Provided data:
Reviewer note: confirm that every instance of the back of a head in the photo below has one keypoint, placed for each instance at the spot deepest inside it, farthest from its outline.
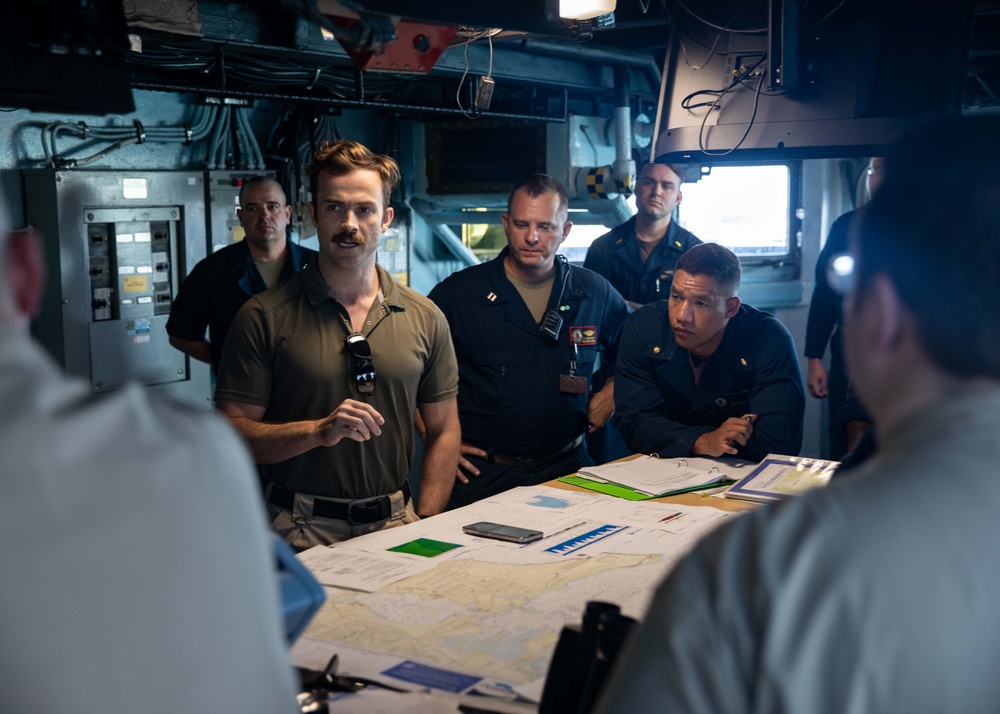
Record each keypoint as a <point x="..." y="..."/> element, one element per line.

* * *

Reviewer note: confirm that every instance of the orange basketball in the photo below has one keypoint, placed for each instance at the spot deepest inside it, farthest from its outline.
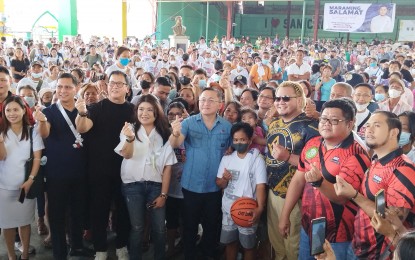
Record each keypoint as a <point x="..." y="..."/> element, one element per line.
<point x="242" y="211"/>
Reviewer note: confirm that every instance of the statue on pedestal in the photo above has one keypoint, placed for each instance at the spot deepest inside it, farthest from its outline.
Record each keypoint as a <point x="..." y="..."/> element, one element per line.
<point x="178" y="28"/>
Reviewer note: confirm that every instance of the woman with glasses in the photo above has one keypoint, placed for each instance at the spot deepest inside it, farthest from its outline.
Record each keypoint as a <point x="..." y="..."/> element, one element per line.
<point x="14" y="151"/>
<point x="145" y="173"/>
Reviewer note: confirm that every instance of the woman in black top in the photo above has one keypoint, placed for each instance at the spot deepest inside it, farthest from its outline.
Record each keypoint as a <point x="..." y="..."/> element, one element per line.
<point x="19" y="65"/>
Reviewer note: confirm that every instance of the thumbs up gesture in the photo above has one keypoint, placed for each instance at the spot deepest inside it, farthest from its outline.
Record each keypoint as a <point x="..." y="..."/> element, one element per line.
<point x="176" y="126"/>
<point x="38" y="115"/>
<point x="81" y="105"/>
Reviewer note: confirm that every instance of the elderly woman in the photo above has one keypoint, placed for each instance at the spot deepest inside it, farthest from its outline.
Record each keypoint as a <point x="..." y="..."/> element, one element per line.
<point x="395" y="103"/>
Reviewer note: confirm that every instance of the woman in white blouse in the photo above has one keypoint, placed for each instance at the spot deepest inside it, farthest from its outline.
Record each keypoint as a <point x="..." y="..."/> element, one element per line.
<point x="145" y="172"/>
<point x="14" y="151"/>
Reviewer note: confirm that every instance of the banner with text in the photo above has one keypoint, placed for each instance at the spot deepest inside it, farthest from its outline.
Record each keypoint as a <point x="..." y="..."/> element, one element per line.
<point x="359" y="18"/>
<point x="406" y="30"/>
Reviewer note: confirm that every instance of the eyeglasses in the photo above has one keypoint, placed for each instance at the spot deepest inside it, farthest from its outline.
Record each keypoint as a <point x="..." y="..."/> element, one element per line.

--

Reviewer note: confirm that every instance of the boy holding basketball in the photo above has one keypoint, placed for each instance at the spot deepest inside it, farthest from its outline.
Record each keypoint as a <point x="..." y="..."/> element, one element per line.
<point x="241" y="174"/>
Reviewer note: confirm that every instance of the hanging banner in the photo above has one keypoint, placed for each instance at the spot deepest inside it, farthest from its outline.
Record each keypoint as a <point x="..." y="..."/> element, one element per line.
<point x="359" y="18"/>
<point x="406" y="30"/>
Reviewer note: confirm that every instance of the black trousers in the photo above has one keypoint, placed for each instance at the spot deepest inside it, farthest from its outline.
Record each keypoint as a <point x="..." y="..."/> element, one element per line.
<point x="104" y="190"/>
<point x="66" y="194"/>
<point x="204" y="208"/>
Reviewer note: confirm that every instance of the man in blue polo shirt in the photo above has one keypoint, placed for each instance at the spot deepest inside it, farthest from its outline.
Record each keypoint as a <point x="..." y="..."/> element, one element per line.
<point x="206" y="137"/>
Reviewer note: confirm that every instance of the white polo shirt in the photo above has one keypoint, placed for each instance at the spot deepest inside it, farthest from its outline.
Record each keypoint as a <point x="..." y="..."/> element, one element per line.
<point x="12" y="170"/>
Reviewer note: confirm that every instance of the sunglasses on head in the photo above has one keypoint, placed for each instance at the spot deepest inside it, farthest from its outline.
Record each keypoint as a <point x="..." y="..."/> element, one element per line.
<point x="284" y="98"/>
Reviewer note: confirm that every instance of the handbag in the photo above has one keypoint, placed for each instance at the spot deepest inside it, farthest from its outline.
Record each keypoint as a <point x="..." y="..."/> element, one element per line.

Problem requirements: How many lines in the items above contain the word "white"? Reply with the number alone.

Exercise output: 2